**Assigned task:** Output the entries in full and verbatim, pictures omitted.

=== Begin Enclosure ===

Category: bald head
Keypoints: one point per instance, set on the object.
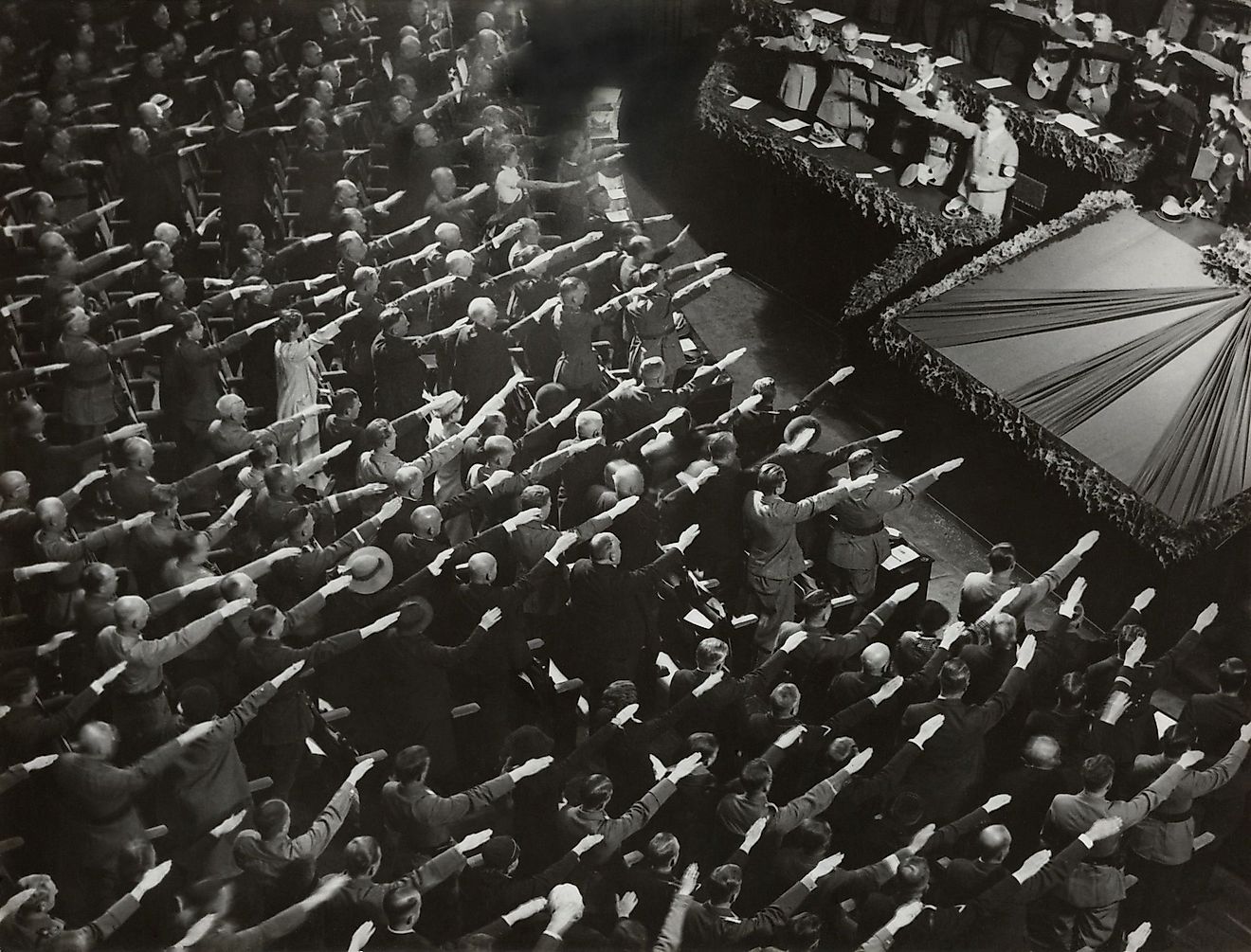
(875, 658)
(481, 568)
(993, 843)
(281, 480)
(167, 233)
(589, 424)
(14, 487)
(426, 522)
(481, 311)
(139, 453)
(448, 233)
(860, 463)
(237, 584)
(1042, 752)
(606, 548)
(233, 408)
(652, 371)
(50, 513)
(628, 480)
(98, 740)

=== End Enclosure ===

**Your solution:**
Category: bald head
Keypoints: one point per instance, set on the object.
(875, 658)
(481, 568)
(993, 843)
(281, 480)
(167, 233)
(589, 424)
(14, 487)
(426, 522)
(481, 311)
(139, 453)
(448, 233)
(860, 463)
(237, 584)
(1042, 752)
(606, 548)
(233, 408)
(652, 371)
(50, 513)
(628, 480)
(98, 740)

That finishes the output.